Task material

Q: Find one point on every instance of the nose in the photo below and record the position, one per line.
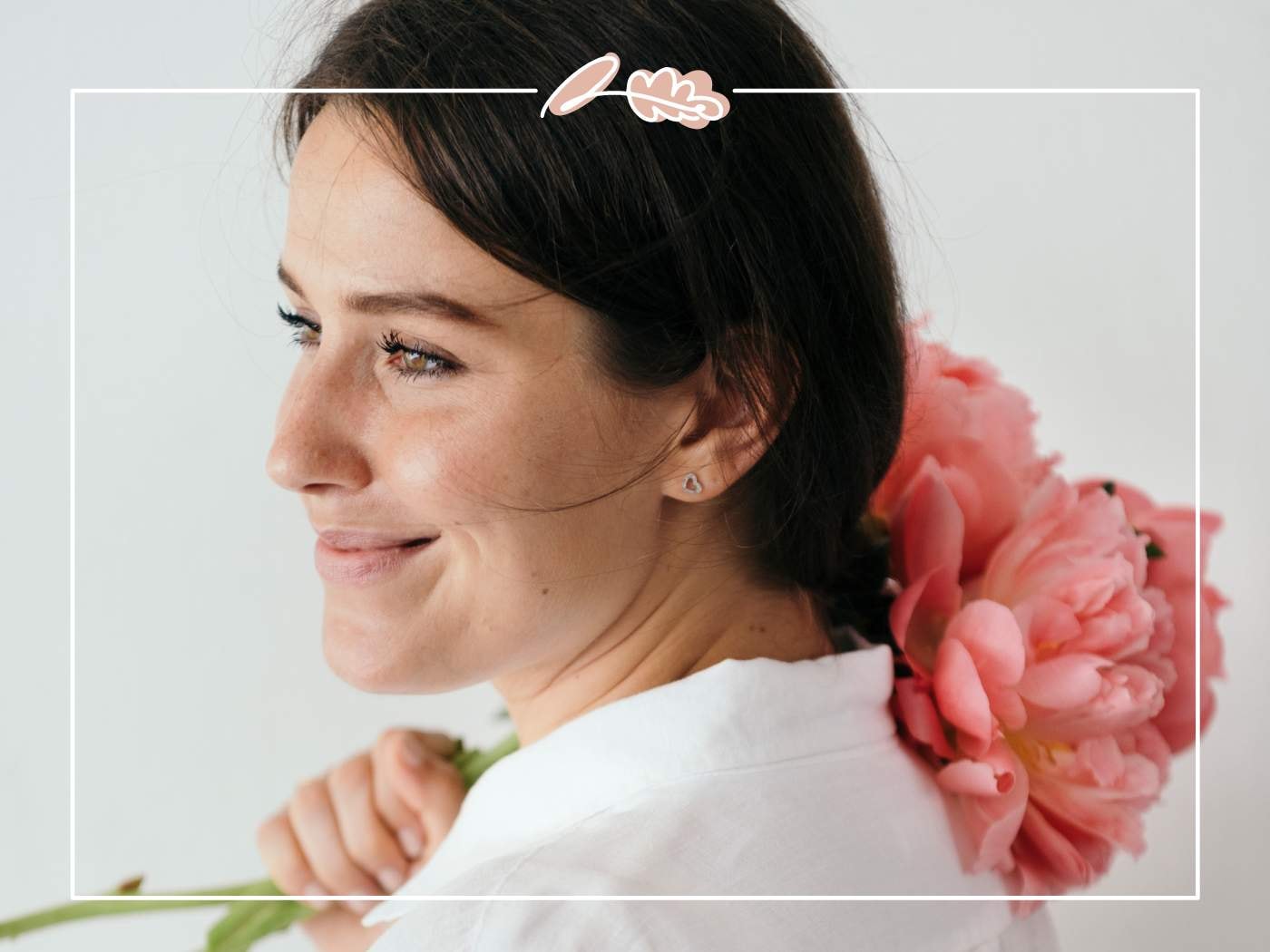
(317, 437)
...
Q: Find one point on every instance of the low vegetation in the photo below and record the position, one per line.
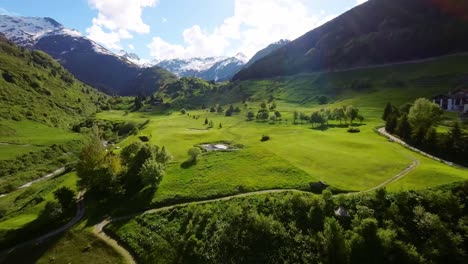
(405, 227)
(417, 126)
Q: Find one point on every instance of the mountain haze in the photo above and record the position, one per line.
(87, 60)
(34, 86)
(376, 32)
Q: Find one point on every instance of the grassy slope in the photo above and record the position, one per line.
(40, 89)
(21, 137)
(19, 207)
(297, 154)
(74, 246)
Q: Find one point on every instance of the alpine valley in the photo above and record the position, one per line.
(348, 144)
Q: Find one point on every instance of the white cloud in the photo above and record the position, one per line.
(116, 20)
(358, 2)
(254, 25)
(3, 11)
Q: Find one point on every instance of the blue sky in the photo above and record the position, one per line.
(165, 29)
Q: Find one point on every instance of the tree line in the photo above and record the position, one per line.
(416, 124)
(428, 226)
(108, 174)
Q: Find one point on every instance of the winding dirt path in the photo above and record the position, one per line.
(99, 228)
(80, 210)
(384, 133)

Exercise details
Pick out each line in the items above that contains the string "below", treating uppercase and lowercase letters as different.

Output for this exercise
Q: Find one point on every instance of the nose in the photo below and record the position, one per line.
Q: Find one point on every instance of the low vegetation in the photo below and record the position, one per line.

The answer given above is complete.